▸ INPUT DATA:
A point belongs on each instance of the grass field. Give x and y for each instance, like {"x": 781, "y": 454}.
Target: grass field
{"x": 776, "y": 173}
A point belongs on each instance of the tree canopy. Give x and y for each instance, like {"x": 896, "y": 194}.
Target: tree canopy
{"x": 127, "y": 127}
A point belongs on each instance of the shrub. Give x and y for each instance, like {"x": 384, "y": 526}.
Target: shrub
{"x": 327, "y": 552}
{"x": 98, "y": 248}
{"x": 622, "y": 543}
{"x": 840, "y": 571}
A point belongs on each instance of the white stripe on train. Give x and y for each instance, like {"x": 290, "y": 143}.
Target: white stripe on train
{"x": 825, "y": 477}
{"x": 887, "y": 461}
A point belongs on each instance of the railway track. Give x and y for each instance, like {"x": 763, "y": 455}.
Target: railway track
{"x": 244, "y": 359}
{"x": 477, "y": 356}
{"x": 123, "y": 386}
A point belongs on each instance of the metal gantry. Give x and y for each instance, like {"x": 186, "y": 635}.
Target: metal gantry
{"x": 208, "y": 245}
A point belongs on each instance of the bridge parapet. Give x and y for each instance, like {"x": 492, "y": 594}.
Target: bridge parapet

▸ WHAT IS EXPECTED: Beginning at the line that contains "A point belongs on each instance of the railway", retype each line of the listing up to and including the last one, exactly as it stands, and nothing else.

▸ ANSWER FOR THE TASK:
A point belongs on each instance of the railway track. Give x and y for each instance, like {"x": 763, "y": 455}.
Target: railway track
{"x": 244, "y": 359}
{"x": 477, "y": 356}
{"x": 123, "y": 386}
A point belongs on each instance of the metal gantry. Give x and y for each instance, like {"x": 186, "y": 635}.
Target: metal gantry
{"x": 208, "y": 245}
A point belongs on each instance of the bridge parapet. Give x and y for each instance, like {"x": 492, "y": 594}.
Target: bridge parapet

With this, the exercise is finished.